* [Отрывок текста]:
К обеду и с тем, чтобы забрать дам, прибыл их молодой друг, именовавшийся «доктор Леня». «Доктор Леня» действительно имел высшее медицинское образование, но несколько лет назад бросил врачевать по службе и с тех пор пребывал в свободных художниках. Считалось, что у него «прорезался голос», он готовился стать певцом (было ему около 30). Думаю, что он слегка практиковал в артистической среде и имел много свободного времени, которое щедро отдавал Татьяне Львовне и Маргарите Николаевне и, конечно, дому Ермоловой, а наличие собственного маленького автомобильчика делало его особо ценным помощником в тогдашней не избалованной еще частными автомобилями Москве. Фигура «доктора Лени» в те годы была для меня комичной и непонятной — молодой, сильный, красивый человек посвящает свою жизнь двум старухам! Теперь же, оглядываясь на прожитое и видя, как много в нем значат короткие встречи с людьми типа Щепкиной-Куперник, измеряемые часами, и как много в нем пустых, никчемных лет, я смотрю на «доктора Леню» по-иному — как на человека, уже в молодые годы одаренного пониманием истинного смысла жизни, ибо многое из того, что мне тогда казалось более важным, я прочно забыл.
Маргарита Николаевна, дочь Марии Ермоловой, и, как я узнал много лет спустя, весьма вероятно, дочь того же Куперника, чувствовала себя счастливой в тени Татьяны Львовны. Она смотрела на нее, внимала ей с наслаждением, сама почти не участвовала в разговоре, а если к ней обращались, отвечала кратко и несколько суховато. Когда я в числе прочих провожал гостей к машине, вышла какая-то заминка, и так получилось, что, несмотря на твердые знания этой части правил приличия, я поднял руку для прощания на несколько секунд раньше дам. Маргарите Николаевне менее секунды понадобилось для того, чтобы опустить свою, которую едва начала поднимать, и еще менее секунды понадобилось Татьяне Львовне, чтобы заметить и отреагировать на создавшуюся ситуацию и подхватить мою руку, не дав ей повиснуть в неловкости.

* [Задание A]: Кем, согласно отрывку, готовился стать «доктор Леня»?
* [Задание B]: Выпишите из отрывка все прилагательные, которыми описан «доктор Леня» в словах «молодой, сильный, красивый человек посвящает свою жизнь двум старухам».
Записи, приведенные далее, представляют собой отдельный материал и с отрывком не связаны.

Данные референциальных выражений:

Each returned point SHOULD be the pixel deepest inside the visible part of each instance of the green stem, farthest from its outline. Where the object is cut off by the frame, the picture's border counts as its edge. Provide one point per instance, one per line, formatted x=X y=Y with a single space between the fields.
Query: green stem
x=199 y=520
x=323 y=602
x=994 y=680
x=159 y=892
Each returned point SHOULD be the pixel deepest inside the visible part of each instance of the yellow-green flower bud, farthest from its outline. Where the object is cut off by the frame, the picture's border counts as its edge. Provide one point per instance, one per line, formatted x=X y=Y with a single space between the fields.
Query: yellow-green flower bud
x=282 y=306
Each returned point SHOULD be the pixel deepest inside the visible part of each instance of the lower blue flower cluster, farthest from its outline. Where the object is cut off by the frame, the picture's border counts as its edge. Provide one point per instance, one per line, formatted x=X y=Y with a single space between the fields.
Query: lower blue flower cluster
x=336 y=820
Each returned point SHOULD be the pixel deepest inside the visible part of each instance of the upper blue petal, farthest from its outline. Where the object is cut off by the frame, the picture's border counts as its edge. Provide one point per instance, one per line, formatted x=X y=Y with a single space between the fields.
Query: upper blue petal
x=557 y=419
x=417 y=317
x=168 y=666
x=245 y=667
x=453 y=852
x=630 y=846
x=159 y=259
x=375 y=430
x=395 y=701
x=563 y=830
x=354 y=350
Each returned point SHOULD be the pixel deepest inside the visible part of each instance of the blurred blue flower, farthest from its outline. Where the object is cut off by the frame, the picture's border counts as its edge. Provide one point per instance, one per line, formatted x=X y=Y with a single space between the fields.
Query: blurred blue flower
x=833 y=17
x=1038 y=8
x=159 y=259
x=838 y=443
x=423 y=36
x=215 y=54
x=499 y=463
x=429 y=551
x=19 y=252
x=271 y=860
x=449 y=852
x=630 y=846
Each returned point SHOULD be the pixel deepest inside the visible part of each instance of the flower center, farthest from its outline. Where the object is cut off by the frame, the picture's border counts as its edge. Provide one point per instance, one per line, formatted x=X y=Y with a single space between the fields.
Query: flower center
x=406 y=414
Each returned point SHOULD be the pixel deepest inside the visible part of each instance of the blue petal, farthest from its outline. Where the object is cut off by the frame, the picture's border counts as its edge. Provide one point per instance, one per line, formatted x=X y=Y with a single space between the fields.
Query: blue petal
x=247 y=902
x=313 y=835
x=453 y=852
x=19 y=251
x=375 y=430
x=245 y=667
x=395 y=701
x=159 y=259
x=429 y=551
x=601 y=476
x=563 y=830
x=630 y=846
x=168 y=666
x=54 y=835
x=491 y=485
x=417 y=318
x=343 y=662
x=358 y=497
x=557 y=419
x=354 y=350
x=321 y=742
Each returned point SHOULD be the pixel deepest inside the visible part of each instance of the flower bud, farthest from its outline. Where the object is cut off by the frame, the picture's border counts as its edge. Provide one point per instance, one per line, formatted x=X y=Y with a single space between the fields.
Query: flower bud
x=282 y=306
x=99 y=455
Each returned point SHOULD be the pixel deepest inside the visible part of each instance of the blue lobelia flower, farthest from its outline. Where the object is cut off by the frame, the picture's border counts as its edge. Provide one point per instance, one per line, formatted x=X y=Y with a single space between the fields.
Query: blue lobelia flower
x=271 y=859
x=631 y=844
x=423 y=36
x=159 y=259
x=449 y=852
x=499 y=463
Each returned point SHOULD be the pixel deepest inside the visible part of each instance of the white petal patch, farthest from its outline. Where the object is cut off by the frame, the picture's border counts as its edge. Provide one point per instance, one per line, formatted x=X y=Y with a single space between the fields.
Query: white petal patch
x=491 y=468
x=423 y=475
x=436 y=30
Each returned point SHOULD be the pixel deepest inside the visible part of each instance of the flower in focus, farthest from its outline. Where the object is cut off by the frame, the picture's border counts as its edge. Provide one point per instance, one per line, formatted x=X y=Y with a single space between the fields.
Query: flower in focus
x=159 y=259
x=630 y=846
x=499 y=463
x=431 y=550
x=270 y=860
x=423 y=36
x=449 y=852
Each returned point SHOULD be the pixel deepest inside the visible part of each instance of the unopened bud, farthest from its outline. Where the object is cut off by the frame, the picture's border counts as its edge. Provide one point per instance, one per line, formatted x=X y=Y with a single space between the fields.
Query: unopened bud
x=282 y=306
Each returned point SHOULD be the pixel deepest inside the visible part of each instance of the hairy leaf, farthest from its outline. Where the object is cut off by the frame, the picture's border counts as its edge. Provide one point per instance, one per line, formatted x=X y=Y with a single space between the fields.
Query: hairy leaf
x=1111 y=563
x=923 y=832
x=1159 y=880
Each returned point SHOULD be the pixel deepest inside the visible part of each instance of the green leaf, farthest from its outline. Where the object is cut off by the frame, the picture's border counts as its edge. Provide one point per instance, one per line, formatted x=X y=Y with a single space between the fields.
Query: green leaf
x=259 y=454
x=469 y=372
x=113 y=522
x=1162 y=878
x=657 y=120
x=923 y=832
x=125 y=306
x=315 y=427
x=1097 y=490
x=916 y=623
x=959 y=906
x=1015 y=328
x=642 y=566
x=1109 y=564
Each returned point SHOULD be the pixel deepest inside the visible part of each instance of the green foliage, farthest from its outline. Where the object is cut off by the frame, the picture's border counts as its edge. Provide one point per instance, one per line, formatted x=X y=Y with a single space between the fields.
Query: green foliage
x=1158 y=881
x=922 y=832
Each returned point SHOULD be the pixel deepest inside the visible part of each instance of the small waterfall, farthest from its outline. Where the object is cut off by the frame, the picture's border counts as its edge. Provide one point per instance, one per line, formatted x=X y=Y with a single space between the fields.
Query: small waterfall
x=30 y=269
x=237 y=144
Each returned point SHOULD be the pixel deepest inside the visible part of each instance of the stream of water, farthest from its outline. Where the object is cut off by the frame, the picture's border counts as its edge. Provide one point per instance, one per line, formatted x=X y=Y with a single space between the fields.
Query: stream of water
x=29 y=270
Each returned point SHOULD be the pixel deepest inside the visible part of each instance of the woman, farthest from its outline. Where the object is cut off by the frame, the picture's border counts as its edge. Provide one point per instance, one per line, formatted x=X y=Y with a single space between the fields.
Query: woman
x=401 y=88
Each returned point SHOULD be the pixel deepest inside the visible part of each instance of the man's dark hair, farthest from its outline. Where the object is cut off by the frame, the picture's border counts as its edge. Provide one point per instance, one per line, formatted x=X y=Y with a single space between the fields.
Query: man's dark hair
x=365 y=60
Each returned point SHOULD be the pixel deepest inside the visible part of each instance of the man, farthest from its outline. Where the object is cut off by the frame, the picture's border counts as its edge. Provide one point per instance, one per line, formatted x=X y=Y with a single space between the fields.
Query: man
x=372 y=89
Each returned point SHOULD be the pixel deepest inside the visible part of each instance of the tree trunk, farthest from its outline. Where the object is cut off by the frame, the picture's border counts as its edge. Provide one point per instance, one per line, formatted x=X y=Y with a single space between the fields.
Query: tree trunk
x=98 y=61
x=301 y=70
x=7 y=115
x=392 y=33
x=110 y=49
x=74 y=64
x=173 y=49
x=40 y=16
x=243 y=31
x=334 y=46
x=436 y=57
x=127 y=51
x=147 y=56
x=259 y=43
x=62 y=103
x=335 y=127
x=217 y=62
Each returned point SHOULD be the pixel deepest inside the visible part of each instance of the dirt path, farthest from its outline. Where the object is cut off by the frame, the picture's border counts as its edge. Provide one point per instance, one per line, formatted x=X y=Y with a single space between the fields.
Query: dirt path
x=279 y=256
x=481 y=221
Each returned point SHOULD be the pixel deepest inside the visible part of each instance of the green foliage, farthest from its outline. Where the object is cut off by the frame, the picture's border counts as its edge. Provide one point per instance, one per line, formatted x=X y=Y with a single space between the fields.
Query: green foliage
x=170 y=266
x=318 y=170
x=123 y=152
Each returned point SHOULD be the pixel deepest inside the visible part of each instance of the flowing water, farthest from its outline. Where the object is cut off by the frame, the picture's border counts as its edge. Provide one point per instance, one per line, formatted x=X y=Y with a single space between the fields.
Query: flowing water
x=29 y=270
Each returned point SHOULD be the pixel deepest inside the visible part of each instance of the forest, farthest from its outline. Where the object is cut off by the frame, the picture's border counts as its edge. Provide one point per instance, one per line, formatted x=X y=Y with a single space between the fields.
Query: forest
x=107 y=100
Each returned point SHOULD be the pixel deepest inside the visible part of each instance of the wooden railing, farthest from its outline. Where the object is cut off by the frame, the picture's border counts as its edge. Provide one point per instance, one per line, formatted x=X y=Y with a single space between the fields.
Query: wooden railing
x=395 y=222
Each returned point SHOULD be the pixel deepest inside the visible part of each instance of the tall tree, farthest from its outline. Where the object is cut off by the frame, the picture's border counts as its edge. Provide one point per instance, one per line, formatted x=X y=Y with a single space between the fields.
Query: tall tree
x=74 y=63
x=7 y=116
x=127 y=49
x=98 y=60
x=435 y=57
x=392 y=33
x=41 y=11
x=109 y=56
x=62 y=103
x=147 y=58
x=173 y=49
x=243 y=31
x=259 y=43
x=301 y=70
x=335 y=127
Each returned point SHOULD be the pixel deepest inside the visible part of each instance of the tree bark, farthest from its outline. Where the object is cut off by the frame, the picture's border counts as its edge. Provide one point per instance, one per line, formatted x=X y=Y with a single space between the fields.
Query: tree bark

* [Ответ на задание A]: Певцом.

* [Ответ на задание B]: Молодой, сильный, красивый.